▶ **TASK STATEMENT**
Look through the records, and wherever the string "mark" turns up, copy out that line.

+ + + + + + +

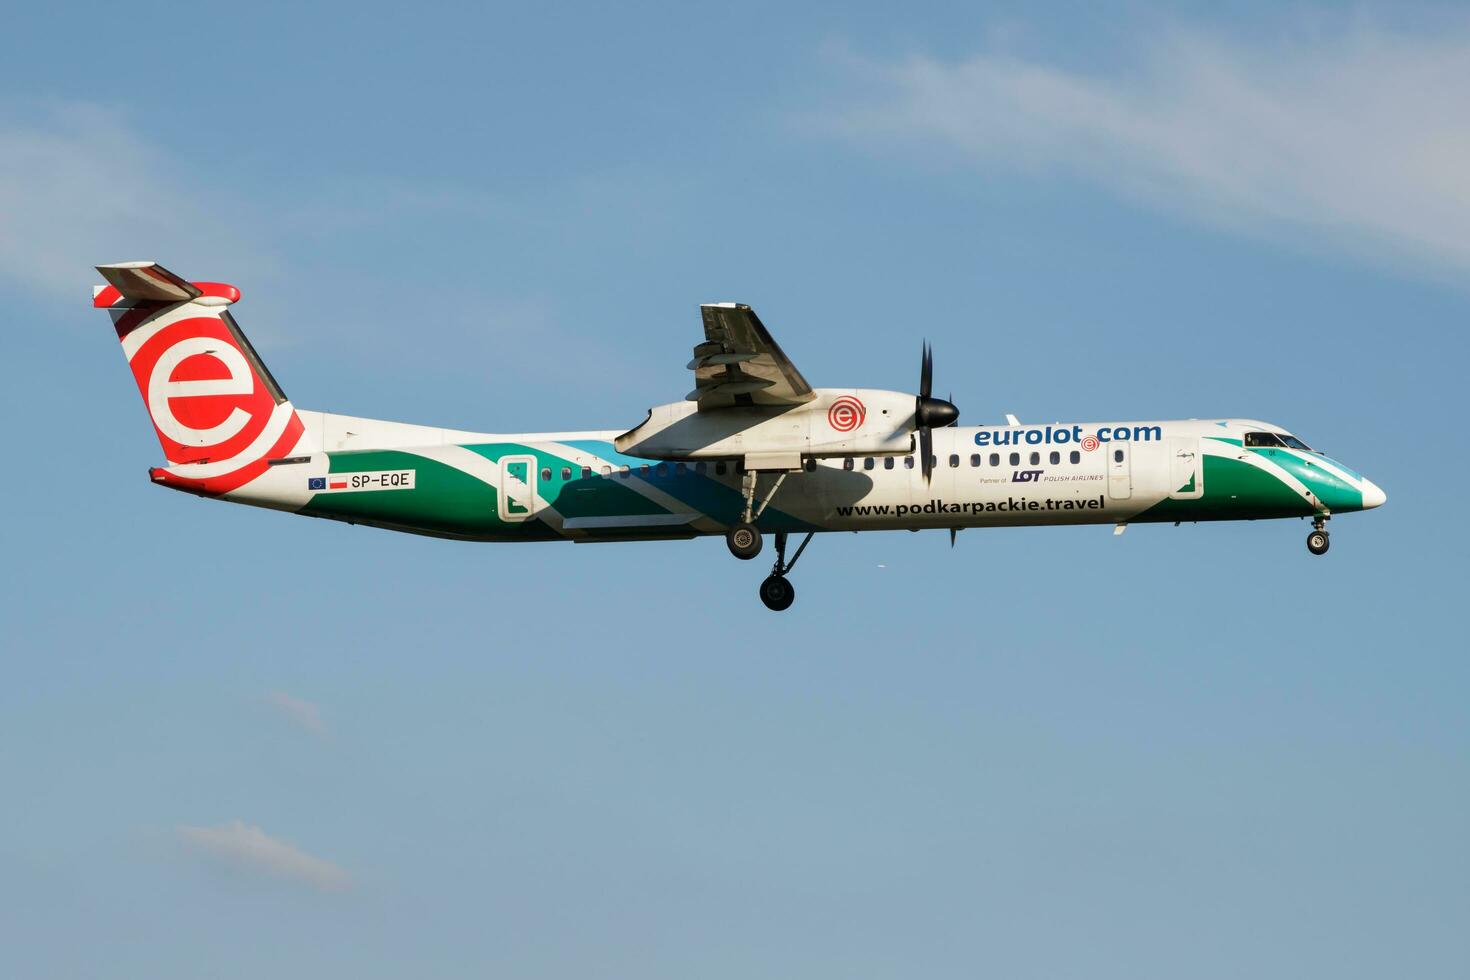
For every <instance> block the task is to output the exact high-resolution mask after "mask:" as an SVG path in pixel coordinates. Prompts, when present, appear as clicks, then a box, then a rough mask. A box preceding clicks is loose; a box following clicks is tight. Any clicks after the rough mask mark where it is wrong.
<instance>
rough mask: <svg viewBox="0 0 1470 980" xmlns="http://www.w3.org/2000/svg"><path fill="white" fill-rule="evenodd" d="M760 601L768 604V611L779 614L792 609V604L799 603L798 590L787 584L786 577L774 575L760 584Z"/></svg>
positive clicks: (766, 604) (767, 609) (764, 580)
mask: <svg viewBox="0 0 1470 980" xmlns="http://www.w3.org/2000/svg"><path fill="white" fill-rule="evenodd" d="M760 601H761V602H764V604H766V608H767V610H772V611H775V613H779V611H781V610H785V608H791V604H792V602H795V601H797V589H795V588H794V586H792V585H791V583H789V582H786V579H785V576H779V574H773V576H770V577H769V579H766V580H764V582H761V583H760Z"/></svg>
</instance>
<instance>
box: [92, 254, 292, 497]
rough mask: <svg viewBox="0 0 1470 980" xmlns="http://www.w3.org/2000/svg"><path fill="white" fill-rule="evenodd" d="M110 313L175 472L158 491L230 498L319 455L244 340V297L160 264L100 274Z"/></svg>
mask: <svg viewBox="0 0 1470 980" xmlns="http://www.w3.org/2000/svg"><path fill="white" fill-rule="evenodd" d="M97 272H100V273H101V275H103V278H104V279H106V281H107V285H104V287H96V288H94V289H93V306H94V307H98V309H103V310H107V313H109V314H110V316H112V322H113V326H115V328H116V331H118V339H119V341H121V342H122V351H123V354H125V356H126V359H128V366H129V367H131V369H132V376H134V379H135V381H137V382H138V391H140V394H141V395H143V401H144V404H146V406H147V408H148V416H150V417H151V419H153V429H154V432H156V435H157V436H159V444H160V445H162V447H163V455H165V458H166V460H168V461H169V466H168V467H162V469H154V470H151V476H153V479H154V482H157V483H165V485H168V486H173V488H176V489H187V491H191V492H197V494H209V495H218V494H226V492H229V491H232V489H237V488H240V486H243V485H244V483H247V482H250V480H253V479H254V478H256V476H259V475H260V473H263V472H265V470H266V467H268V466H269V460H273V458H284V457H294V455H300V454H306V453H310V451H312V447H310V445H309V436H307V432H306V428H304V426H303V425H301V419H300V416H298V414H297V411H295V408H294V407H293V406H291V401H290V400H288V398H287V397H285V394H284V392H282V391H281V386H279V385H278V383H276V381H275V378H272V376H270V372H269V370H266V366H265V363H262V360H260V357H259V354H256V351H254V348H253V347H251V345H250V341H247V339H245V335H244V334H243V332H241V329H240V325H238V323H235V319H234V317H232V316H231V314H229V307H231V304H234V303H235V301H237V300H240V289H237V288H235V287H232V285H226V284H222V282H190V281H187V279H182V278H179V276H176V275H173V273H172V272H169V270H168V269H165V267H163V266H160V264H157V263H156V262H123V263H116V264H110V266H97Z"/></svg>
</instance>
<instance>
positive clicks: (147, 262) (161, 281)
mask: <svg viewBox="0 0 1470 980" xmlns="http://www.w3.org/2000/svg"><path fill="white" fill-rule="evenodd" d="M97 272H100V273H101V278H103V279H106V281H107V282H109V284H112V287H113V288H115V289H116V291H118V292H119V294H122V298H123V300H128V301H131V303H188V301H190V300H194V298H197V297H200V295H203V289H200V288H198V287H196V285H194V284H191V282H188V281H187V279H181V278H179V276H176V275H173V273H172V272H169V270H168V269H165V267H163V266H160V264H159V263H156V262H119V263H115V264H110V266H97ZM104 291H106V289H104Z"/></svg>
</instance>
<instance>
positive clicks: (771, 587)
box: [760, 530, 814, 613]
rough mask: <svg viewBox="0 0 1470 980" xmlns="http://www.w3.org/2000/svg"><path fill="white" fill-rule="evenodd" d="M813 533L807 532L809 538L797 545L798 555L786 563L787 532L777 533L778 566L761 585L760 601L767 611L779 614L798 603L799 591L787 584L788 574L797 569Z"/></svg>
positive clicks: (787, 561) (809, 542) (801, 541)
mask: <svg viewBox="0 0 1470 980" xmlns="http://www.w3.org/2000/svg"><path fill="white" fill-rule="evenodd" d="M813 533H814V532H810V530H808V532H807V536H806V538H803V539H801V544H800V545H797V554H794V555H791V561H786V532H785V530H778V532H776V564H773V566H772V567H770V576H769V577H767V579H766V580H764V582H761V583H760V601H761V602H764V604H766V608H767V610H772V611H775V613H779V611H782V610H785V608H789V607H791V604H792V602H795V601H797V589H795V588H794V586H792V585H791V583H789V582H786V573H788V572H791V570H792V569H794V567H797V561H798V560H800V558H801V552H803V551H806V550H807V545H808V544H811V535H813Z"/></svg>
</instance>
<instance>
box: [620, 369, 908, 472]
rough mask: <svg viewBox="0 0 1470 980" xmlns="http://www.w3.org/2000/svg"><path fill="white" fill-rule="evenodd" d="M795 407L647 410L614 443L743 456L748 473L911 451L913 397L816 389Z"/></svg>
mask: <svg viewBox="0 0 1470 980" xmlns="http://www.w3.org/2000/svg"><path fill="white" fill-rule="evenodd" d="M814 394H816V398H813V400H811V401H808V403H806V404H800V406H745V407H739V406H736V407H734V408H719V410H716V411H700V410H698V406H697V404H695V403H692V401H675V403H670V404H667V406H659V407H656V408H650V410H648V417H647V419H645V420H644V423H642V425H639V426H637V428H634V429H631V430H628V432H625V433H622V435H620V436H617V438H616V439H614V441H613V445H614V447H617V451H619V453H626V454H629V455H642V457H648V458H654V460H716V458H720V460H729V458H741V460H744V461H745V467H747V469H753V470H794V469H798V467H800V466H801V460H803V457H828V455H898V454H904V453H913V448H914V438H913V432H914V397H913V395H907V394H904V392H900V391H878V389H870V388H817V389H816V392H814Z"/></svg>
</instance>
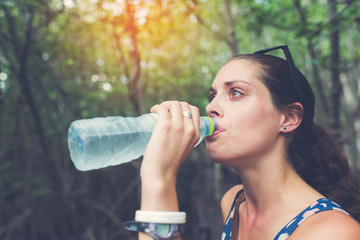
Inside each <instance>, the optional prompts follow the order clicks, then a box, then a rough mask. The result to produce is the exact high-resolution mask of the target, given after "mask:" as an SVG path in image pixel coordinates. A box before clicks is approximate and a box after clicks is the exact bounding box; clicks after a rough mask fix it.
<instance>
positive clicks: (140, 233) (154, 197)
mask: <svg viewBox="0 0 360 240" xmlns="http://www.w3.org/2000/svg"><path fill="white" fill-rule="evenodd" d="M175 186H176V181H175V180H169V179H168V180H164V179H158V178H156V177H155V176H152V177H144V176H143V175H142V177H141V207H140V208H141V210H144V211H146V210H147V211H172V212H174V211H175V212H176V211H179V208H178V200H177V195H176V187H175ZM152 239H153V238H152V237H151V236H149V235H148V234H145V233H139V240H152ZM174 240H181V238H180V237H178V238H176V239H174Z"/></svg>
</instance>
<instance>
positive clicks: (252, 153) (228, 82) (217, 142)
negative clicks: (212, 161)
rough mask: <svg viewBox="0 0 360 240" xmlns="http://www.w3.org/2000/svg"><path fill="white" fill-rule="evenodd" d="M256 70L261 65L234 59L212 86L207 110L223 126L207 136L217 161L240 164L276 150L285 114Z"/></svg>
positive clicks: (238, 164)
mask: <svg viewBox="0 0 360 240" xmlns="http://www.w3.org/2000/svg"><path fill="white" fill-rule="evenodd" d="M256 71H259V66H258V65H257V64H254V63H252V62H250V61H248V60H243V59H238V60H232V61H230V62H229V63H227V64H226V65H225V66H224V67H222V68H221V69H220V71H219V72H218V73H217V75H216V77H215V80H214V82H213V84H212V86H211V88H210V99H212V100H211V102H210V103H209V104H208V106H207V107H206V111H207V113H208V114H209V116H211V117H213V118H215V120H216V122H217V123H218V126H219V128H218V131H216V132H215V134H214V135H212V136H211V137H208V138H207V139H206V143H207V144H206V147H207V151H208V154H209V157H210V158H211V159H213V161H215V162H219V163H222V164H225V165H229V166H233V167H236V166H240V165H239V164H241V163H244V162H246V160H250V161H252V162H253V161H254V159H260V158H261V157H262V156H264V155H266V154H267V153H270V151H274V150H275V149H274V145H275V144H276V143H277V139H278V137H279V133H280V129H281V123H282V120H283V118H284V116H283V114H281V113H280V112H278V111H277V109H276V108H275V106H274V105H273V103H272V100H271V96H270V92H269V90H268V89H267V88H266V86H265V85H264V84H263V83H262V82H261V81H260V80H259V79H258V78H257V76H256V74H255V72H256ZM239 160H241V161H239Z"/></svg>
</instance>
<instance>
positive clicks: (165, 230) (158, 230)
mask: <svg viewBox="0 0 360 240" xmlns="http://www.w3.org/2000/svg"><path fill="white" fill-rule="evenodd" d="M183 226H184V224H168V223H166V224H164V223H145V222H136V221H129V222H125V223H124V228H125V229H126V230H129V231H138V232H144V233H147V234H149V235H150V236H151V237H153V238H154V239H155V240H171V239H174V238H175V237H178V236H180V234H181V232H182V229H183Z"/></svg>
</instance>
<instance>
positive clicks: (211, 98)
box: [208, 88, 244, 103]
mask: <svg viewBox="0 0 360 240" xmlns="http://www.w3.org/2000/svg"><path fill="white" fill-rule="evenodd" d="M234 92H237V93H238V94H239V95H238V96H232V95H233V93H234ZM243 95H244V94H243V93H242V92H241V91H239V90H237V89H235V88H231V89H230V92H229V96H230V97H231V98H236V97H239V96H240V97H241V96H243ZM215 96H216V94H209V96H208V102H209V103H210V102H211V101H212V100H213V99H214V98H215Z"/></svg>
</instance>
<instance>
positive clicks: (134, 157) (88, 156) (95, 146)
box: [68, 113, 217, 171]
mask: <svg viewBox="0 0 360 240" xmlns="http://www.w3.org/2000/svg"><path fill="white" fill-rule="evenodd" d="M156 121H157V114H154V113H149V114H144V115H142V116H139V117H101V118H93V119H82V120H76V121H74V122H73V123H72V124H71V125H70V128H69V131H68V147H69V151H70V156H71V159H72V161H73V163H74V165H75V167H76V168H77V169H78V170H81V171H87V170H93V169H99V168H104V167H108V166H113V165H118V164H121V163H126V162H129V161H131V160H134V159H137V158H139V157H141V156H142V155H143V154H144V152H145V148H146V146H147V143H148V142H149V140H150V137H151V134H152V131H153V129H154V127H155V125H156ZM216 127H217V126H216V122H215V121H214V119H212V118H210V117H201V118H200V139H199V141H198V143H197V144H199V143H200V142H201V141H202V139H203V138H204V137H207V136H210V135H211V134H212V133H213V132H214V131H215V130H216ZM197 144H196V145H197Z"/></svg>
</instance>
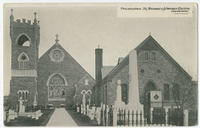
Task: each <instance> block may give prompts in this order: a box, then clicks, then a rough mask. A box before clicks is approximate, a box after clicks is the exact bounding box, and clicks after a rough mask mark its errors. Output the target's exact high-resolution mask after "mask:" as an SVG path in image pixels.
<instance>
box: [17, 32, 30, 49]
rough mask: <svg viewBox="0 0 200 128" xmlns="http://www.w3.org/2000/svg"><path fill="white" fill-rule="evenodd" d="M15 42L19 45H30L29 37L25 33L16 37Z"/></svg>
mask: <svg viewBox="0 0 200 128" xmlns="http://www.w3.org/2000/svg"><path fill="white" fill-rule="evenodd" d="M17 44H18V45H20V46H27V47H29V46H30V39H29V38H28V37H27V36H26V35H25V34H22V35H21V36H20V37H19V38H18V39H17Z"/></svg>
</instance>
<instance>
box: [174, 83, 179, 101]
mask: <svg viewBox="0 0 200 128" xmlns="http://www.w3.org/2000/svg"><path fill="white" fill-rule="evenodd" d="M173 98H174V100H175V101H176V100H180V86H179V85H178V84H176V83H175V84H174V85H173Z"/></svg>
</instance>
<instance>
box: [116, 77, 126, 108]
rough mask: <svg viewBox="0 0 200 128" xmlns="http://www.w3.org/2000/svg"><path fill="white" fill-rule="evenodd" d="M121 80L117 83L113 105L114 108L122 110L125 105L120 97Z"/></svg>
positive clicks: (117, 82) (121, 97) (119, 80)
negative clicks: (115, 91)
mask: <svg viewBox="0 0 200 128" xmlns="http://www.w3.org/2000/svg"><path fill="white" fill-rule="evenodd" d="M121 91H122V90H121V80H118V81H117V94H116V100H115V103H114V106H115V107H118V108H124V107H125V103H124V102H123V101H122V96H121V93H122V92H121Z"/></svg>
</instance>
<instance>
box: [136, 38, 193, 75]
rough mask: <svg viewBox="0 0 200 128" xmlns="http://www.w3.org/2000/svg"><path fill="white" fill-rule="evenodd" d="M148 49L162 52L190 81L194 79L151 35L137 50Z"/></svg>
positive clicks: (143, 42) (143, 49)
mask: <svg viewBox="0 0 200 128" xmlns="http://www.w3.org/2000/svg"><path fill="white" fill-rule="evenodd" d="M148 49H156V50H160V51H161V53H162V54H163V55H164V56H166V57H167V59H168V60H169V62H171V63H172V64H173V65H175V66H176V67H177V68H178V69H180V70H181V71H182V72H183V73H184V74H185V75H186V76H187V77H188V78H189V79H192V77H191V76H190V75H189V74H188V73H187V72H186V71H185V70H184V69H183V68H182V67H181V66H180V65H179V64H178V63H177V62H176V61H175V60H174V59H173V58H172V57H171V56H170V55H169V54H168V53H167V51H166V50H165V49H163V48H162V47H161V45H160V44H159V43H158V42H157V41H156V40H155V39H154V38H153V37H152V36H151V35H149V36H148V37H147V38H146V39H145V40H144V41H143V42H142V43H141V44H139V45H138V46H137V47H136V48H135V50H137V51H140V50H148Z"/></svg>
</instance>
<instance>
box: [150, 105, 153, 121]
mask: <svg viewBox="0 0 200 128" xmlns="http://www.w3.org/2000/svg"><path fill="white" fill-rule="evenodd" d="M150 120H151V124H153V108H151V110H150Z"/></svg>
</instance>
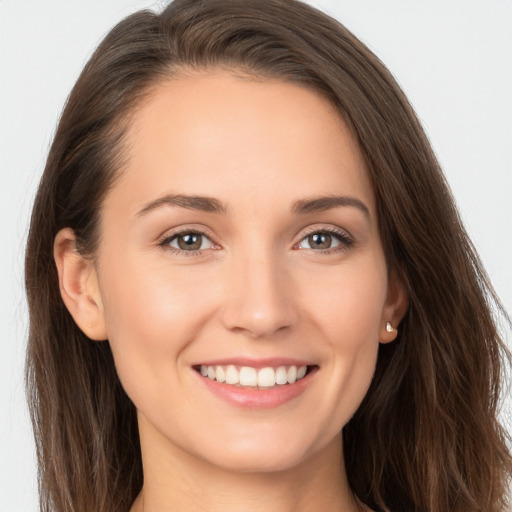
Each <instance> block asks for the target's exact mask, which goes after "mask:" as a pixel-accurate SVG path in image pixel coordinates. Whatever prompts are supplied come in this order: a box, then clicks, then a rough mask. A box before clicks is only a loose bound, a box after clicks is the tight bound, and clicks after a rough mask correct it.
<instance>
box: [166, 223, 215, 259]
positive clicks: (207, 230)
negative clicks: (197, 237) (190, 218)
mask: <svg viewBox="0 0 512 512" xmlns="http://www.w3.org/2000/svg"><path fill="white" fill-rule="evenodd" d="M208 231H209V230H207V229H206V228H204V227H196V226H181V227H178V228H175V229H172V230H167V231H165V232H164V234H162V235H160V236H159V237H158V241H157V245H158V246H159V247H162V248H164V249H166V250H168V251H170V252H172V253H175V254H183V255H185V256H194V255H198V254H201V253H204V252H206V251H210V250H217V249H220V245H219V244H218V243H217V242H216V241H215V237H214V236H212V235H211V234H210V233H209V232H208ZM189 233H190V234H196V235H201V236H204V237H205V238H207V239H208V240H209V241H210V242H211V244H212V246H213V247H210V248H208V249H198V250H196V251H184V250H181V249H178V248H176V247H172V246H171V245H170V242H171V241H172V240H174V239H175V238H176V237H178V236H179V235H183V234H189Z"/></svg>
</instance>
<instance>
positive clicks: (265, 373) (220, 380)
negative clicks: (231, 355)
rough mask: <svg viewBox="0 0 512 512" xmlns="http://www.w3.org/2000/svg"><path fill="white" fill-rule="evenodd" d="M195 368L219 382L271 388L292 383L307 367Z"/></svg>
mask: <svg viewBox="0 0 512 512" xmlns="http://www.w3.org/2000/svg"><path fill="white" fill-rule="evenodd" d="M196 370H197V371H199V373H201V375H202V376H203V377H207V378H208V379H210V380H214V381H217V382H220V383H225V384H229V385H232V386H236V387H245V388H265V389H268V388H273V387H276V386H284V385H286V384H294V383H295V382H297V381H298V380H300V379H302V378H304V376H305V375H306V374H307V372H308V367H307V366H305V365H303V366H296V365H289V366H279V367H276V368H273V367H270V366H267V367H264V368H253V367H251V366H241V367H237V366H235V365H232V364H231V365H215V366H211V365H204V364H202V365H200V366H199V367H196Z"/></svg>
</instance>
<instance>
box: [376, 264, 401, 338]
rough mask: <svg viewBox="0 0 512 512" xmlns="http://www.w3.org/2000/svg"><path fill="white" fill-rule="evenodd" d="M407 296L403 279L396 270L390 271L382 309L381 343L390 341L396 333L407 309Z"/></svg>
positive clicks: (394, 336)
mask: <svg viewBox="0 0 512 512" xmlns="http://www.w3.org/2000/svg"><path fill="white" fill-rule="evenodd" d="M407 306H408V297H407V290H406V287H405V284H404V283H403V281H402V280H401V279H400V278H399V277H398V275H397V273H396V272H394V271H393V272H391V273H390V277H389V281H388V292H387V296H386V302H385V304H384V308H383V309H382V317H381V322H380V323H381V325H380V330H379V340H380V342H381V343H390V342H391V341H394V340H395V339H396V337H397V335H398V325H399V324H400V322H401V321H402V319H403V317H404V315H405V312H406V311H407Z"/></svg>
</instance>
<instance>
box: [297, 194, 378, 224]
mask: <svg viewBox="0 0 512 512" xmlns="http://www.w3.org/2000/svg"><path fill="white" fill-rule="evenodd" d="M338 206H352V207H354V208H357V209H359V210H361V211H362V212H363V213H364V214H365V216H366V217H367V218H368V219H370V218H371V216H370V210H369V209H368V207H367V206H366V205H365V204H364V203H363V201H361V200H360V199H357V198H355V197H351V196H322V197H316V198H312V199H301V200H299V201H296V202H295V203H294V204H293V207H292V212H293V213H298V214H307V213H312V212H322V211H325V210H330V209H331V208H336V207H338Z"/></svg>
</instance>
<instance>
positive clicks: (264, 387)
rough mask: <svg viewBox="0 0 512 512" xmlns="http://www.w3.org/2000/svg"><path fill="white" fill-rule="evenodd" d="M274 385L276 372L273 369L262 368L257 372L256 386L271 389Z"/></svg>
mask: <svg viewBox="0 0 512 512" xmlns="http://www.w3.org/2000/svg"><path fill="white" fill-rule="evenodd" d="M275 385H276V372H275V371H274V368H262V369H261V370H260V371H259V372H258V386H260V387H262V388H271V387H272V386H275Z"/></svg>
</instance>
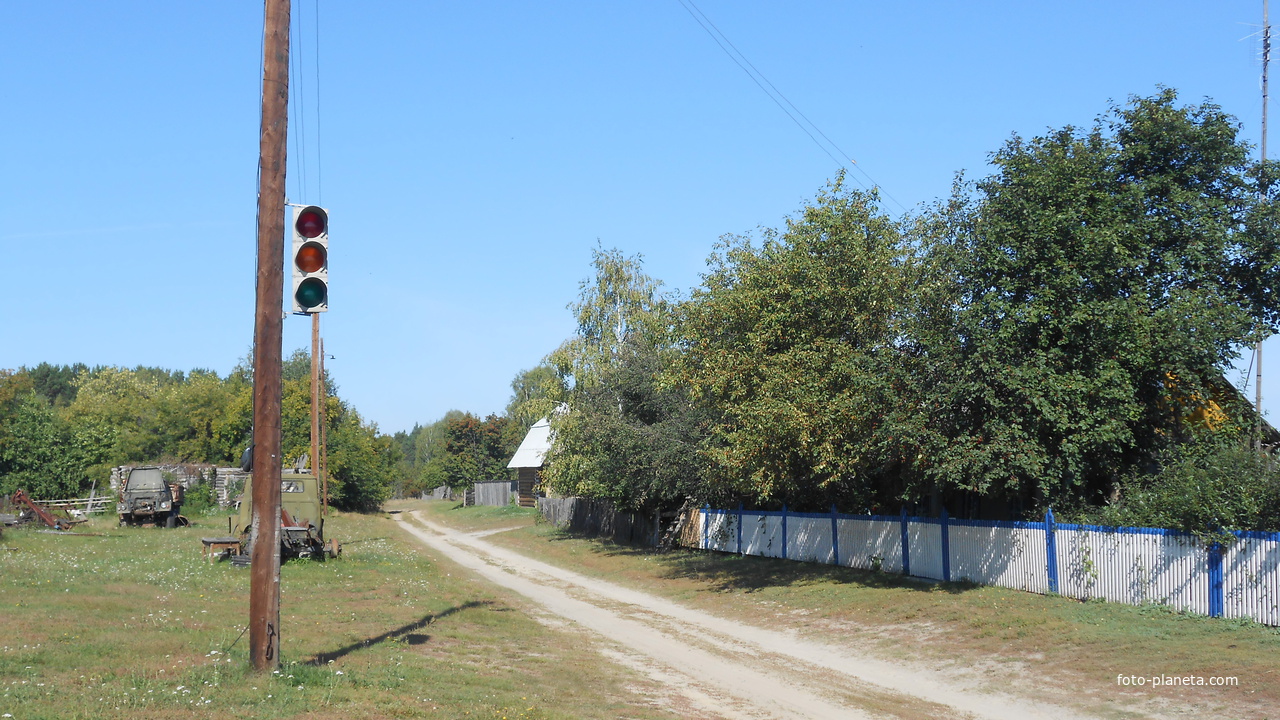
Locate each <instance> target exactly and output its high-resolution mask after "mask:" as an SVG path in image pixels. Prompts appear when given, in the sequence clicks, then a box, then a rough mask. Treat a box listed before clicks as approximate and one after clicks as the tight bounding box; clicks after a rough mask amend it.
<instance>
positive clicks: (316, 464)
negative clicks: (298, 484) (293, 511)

+ + + + + + +

▶ **WRITTEN ANSWER**
For every <instance> block the task is to output the exact high-resolution mask after "mask:" as an SVG path in pixel coordinates. Prompts, when present, appear as clicks, then a box, then a rough mask. A box preceding clicks is loose; a box following clicks is tight. Any clicks after the rough mask mark where it is wrong.
Task: each <instance> block may give prompts in this order: a box, then clicks, then a rough mask. A box before clicks is approximate, a box after clicks is the exact bounding box, and clicks after a rough mask mark its errors. Output the target's exact high-resolution mask after "mask:" as an SVG path in image pixels.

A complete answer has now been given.